### Given request
Report each line of the entries below that contains the word "rock", copying every such line in full.

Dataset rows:
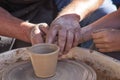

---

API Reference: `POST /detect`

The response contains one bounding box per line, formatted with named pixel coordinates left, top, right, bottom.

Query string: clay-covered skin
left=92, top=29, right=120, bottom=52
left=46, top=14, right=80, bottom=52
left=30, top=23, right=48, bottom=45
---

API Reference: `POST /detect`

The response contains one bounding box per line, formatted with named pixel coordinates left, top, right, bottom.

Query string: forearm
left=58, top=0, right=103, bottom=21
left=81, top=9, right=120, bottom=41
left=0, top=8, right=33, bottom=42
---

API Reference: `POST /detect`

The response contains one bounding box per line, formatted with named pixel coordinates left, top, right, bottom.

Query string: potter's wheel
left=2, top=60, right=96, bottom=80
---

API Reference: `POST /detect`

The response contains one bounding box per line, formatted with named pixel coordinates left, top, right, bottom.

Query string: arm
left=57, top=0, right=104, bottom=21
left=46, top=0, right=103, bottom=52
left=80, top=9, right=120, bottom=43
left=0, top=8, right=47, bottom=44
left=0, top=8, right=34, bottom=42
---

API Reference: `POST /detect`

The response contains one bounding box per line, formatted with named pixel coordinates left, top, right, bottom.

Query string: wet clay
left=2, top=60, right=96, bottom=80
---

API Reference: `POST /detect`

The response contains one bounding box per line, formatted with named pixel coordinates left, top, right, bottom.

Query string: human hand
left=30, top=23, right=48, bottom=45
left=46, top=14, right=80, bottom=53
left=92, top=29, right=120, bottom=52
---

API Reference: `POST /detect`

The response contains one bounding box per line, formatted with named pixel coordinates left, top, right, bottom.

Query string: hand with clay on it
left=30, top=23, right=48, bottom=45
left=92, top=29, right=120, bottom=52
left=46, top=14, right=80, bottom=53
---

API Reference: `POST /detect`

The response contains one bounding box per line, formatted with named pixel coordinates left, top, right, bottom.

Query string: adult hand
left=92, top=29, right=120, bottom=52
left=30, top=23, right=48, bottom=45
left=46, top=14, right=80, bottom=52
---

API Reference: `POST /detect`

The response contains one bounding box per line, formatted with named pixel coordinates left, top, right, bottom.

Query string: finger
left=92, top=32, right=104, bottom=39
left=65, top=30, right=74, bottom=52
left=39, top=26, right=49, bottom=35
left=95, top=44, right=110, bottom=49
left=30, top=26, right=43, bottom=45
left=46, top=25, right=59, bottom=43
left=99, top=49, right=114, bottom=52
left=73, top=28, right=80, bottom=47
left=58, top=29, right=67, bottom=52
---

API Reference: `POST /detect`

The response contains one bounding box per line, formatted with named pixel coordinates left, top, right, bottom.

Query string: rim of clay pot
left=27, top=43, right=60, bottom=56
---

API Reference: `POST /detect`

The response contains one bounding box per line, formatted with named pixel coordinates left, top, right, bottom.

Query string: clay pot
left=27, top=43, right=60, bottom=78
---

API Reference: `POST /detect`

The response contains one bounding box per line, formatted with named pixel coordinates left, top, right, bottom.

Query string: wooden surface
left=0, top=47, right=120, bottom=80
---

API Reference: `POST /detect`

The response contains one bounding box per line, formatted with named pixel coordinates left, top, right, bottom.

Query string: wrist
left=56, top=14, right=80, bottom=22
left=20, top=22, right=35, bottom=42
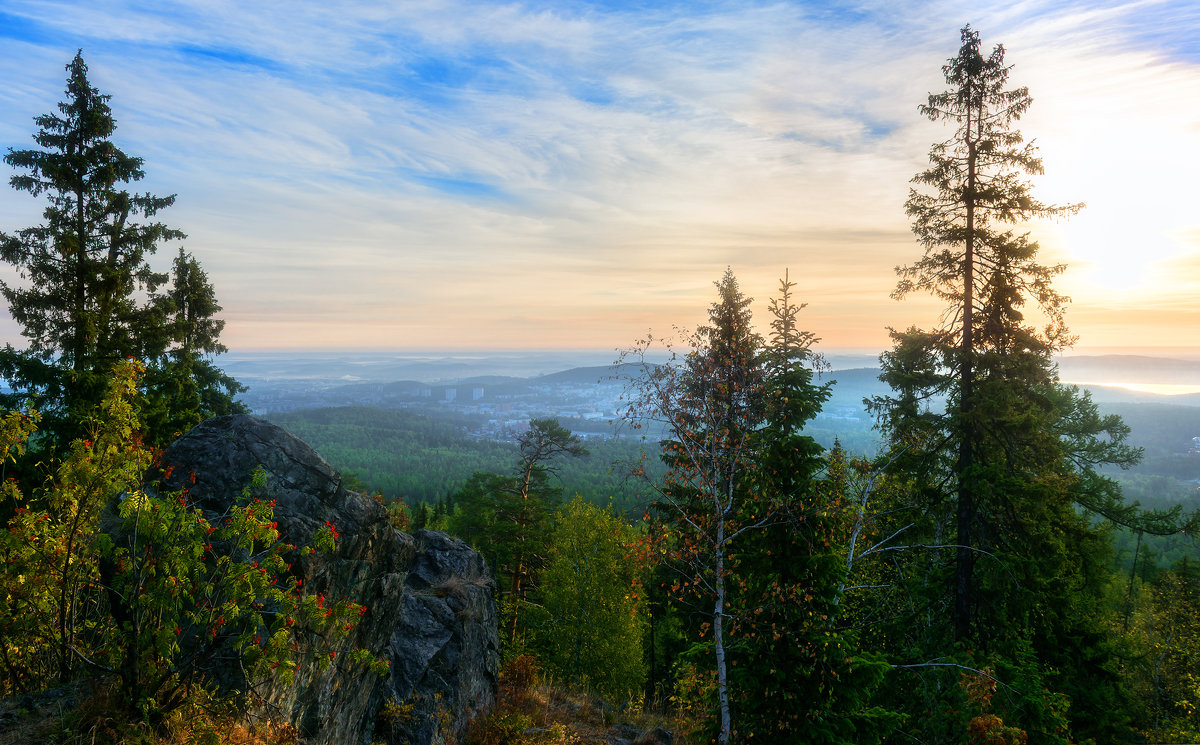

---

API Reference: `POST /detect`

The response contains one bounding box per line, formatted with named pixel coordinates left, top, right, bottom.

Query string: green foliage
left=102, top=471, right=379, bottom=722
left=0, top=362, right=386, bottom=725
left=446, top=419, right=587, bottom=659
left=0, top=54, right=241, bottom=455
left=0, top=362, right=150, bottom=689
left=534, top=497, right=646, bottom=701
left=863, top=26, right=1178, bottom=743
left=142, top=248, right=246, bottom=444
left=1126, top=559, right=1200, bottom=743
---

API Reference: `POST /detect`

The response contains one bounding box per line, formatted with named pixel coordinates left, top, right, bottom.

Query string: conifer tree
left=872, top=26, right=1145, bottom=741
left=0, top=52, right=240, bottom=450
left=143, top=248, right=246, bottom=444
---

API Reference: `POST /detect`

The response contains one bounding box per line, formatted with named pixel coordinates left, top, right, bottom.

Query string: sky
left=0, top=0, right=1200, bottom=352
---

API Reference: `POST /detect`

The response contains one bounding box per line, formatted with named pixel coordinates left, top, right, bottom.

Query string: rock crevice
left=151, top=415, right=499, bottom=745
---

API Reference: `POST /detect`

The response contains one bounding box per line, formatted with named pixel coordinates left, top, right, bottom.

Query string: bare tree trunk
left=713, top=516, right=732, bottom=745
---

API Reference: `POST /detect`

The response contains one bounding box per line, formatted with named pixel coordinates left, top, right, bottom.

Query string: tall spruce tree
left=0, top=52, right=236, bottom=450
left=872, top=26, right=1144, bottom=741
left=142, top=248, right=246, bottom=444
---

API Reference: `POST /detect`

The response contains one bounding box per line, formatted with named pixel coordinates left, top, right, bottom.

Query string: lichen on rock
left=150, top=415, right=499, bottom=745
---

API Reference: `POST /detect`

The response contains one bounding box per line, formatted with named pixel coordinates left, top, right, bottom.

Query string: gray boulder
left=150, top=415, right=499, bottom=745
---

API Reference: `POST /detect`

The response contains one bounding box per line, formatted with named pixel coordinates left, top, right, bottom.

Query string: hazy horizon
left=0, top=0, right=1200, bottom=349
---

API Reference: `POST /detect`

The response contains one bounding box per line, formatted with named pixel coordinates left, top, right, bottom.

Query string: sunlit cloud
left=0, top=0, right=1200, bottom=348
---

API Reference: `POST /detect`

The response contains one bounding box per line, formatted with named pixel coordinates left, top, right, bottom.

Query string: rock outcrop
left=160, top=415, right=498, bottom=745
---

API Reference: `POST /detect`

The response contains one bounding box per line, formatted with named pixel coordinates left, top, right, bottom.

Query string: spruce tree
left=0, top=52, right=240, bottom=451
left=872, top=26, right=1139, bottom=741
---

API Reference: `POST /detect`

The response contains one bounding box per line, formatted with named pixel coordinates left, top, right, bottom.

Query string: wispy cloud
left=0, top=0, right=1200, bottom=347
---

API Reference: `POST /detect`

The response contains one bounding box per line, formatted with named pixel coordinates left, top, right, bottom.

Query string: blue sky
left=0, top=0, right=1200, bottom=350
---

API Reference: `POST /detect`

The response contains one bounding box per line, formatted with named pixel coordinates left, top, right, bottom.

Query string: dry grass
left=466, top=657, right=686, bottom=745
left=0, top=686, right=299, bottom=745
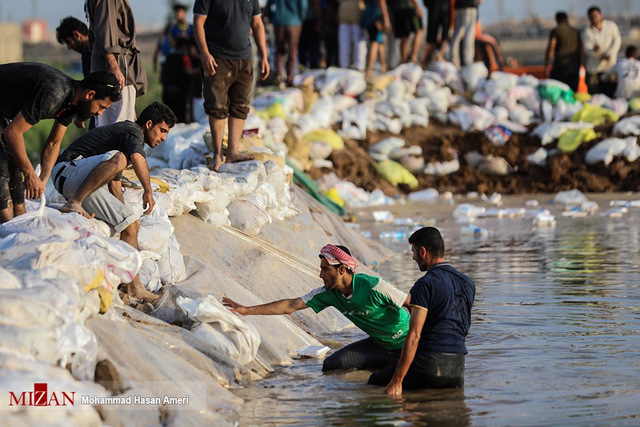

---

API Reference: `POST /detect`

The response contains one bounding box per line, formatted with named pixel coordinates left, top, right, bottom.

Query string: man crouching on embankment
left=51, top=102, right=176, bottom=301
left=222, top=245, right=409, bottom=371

### Completed exercise
Query string: rock crevice
Query string: lichen on rock
Query string: rock outcrop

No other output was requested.